Your assignment:
Write out everything from "A hits V in" down to "there anything else?" in the discussion of the bar assault case, swapping every "field" for "ditch".
=== Supplied text ===
A hits V in head at bar. V was dragged outside bar. Later people say he needs medical attention. B and C head towards hospital with V but drop him off in a field. Several hours later V is discovered. V dies but ME stated that if V had medical treatment earlier because it was a slow bleed he probably would have survived. Know there is no duty to get medical attention, but did B and C perform an act that is reckless or negligent that contributed to his death? Think 38.171 is definitely a possibility, but is there anything else?
or manslaughter, but you lack the causation element. Felony stupid is about all I can come up with, other than 38.171.
Now - going way out there - have you thought of kidnapping? He was abducted, in the sense that he was secreted in a place not likely to be found (by dumping him in a field - I assume he was unresponsive and unable to get away). Under 20.03, of course, there is an affirmative defense for no deadly force or threat of the same. Then there is the argument over whether dumping him in the field was deadly force, under the circumstance.
Yes, that's way out there. But this just isn't right, and a class A misdemeanor isn't enough.
Where are the big brains on this?
They knew that he needed medical attention. Didn't they, by taking him from the bar and leaving him in a field, not only fail to get help for him but also overtly put him in a position where nobody else could help him either? In a way, that kind of remind's me of Alpert's old windshield case. At least in the failure to get help aspect of it.
Yep, kidnapping is worth looking at.
Thanks for the help - the windshield case came to mind but she caused the accident. I am looking at kidnapping to see if it works. I think 20.03 might work but because of the definitions of restrain and abduct it might be difficult to show since V was unconscious.
=== Given data ===
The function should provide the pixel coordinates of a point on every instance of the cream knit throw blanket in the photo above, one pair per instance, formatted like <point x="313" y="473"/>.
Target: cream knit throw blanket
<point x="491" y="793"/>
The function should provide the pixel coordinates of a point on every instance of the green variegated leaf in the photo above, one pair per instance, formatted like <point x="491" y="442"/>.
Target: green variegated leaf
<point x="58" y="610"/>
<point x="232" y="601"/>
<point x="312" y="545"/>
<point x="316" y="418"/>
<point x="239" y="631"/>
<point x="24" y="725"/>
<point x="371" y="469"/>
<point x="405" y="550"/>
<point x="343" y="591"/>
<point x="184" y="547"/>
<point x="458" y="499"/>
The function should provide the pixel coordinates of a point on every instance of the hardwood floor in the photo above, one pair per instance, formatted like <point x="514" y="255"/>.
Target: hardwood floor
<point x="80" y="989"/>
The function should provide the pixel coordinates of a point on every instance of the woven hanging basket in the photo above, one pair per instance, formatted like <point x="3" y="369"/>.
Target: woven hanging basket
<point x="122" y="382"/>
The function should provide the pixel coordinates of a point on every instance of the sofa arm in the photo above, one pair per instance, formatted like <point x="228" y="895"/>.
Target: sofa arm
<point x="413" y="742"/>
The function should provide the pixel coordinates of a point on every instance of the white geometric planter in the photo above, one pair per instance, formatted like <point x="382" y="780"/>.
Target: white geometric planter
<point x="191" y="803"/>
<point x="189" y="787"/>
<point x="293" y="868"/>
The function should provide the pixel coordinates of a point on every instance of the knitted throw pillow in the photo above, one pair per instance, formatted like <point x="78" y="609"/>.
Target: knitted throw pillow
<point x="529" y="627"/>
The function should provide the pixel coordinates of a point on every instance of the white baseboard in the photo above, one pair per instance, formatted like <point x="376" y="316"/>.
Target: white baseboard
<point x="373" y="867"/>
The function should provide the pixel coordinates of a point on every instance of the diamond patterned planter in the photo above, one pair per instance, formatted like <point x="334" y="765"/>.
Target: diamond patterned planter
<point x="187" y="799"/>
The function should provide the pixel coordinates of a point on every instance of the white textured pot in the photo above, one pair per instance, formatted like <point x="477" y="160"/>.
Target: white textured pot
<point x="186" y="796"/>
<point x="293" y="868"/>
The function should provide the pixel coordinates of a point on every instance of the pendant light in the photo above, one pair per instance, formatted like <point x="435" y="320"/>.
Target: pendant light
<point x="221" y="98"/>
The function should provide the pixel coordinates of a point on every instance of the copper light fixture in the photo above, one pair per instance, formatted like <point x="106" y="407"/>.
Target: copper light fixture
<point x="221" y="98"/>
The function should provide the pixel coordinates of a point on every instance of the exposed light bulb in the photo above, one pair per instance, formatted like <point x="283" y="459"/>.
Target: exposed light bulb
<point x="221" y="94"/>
===
Written solution:
A hits V in head at bar. V was dragged outside bar. Later people say he needs medical attention. B and C head towards hospital with V but drop him off in a ditch. Several hours later V is discovered. V dies but ME stated that if V had medical treatment earlier because it was a slow bleed he probably would have survived. Know there is no duty to get medical attention, but did B and C perform an act that is reckless or negligent that contributed to his death? Think 38.171 is definitely a possibility, but is there anything else?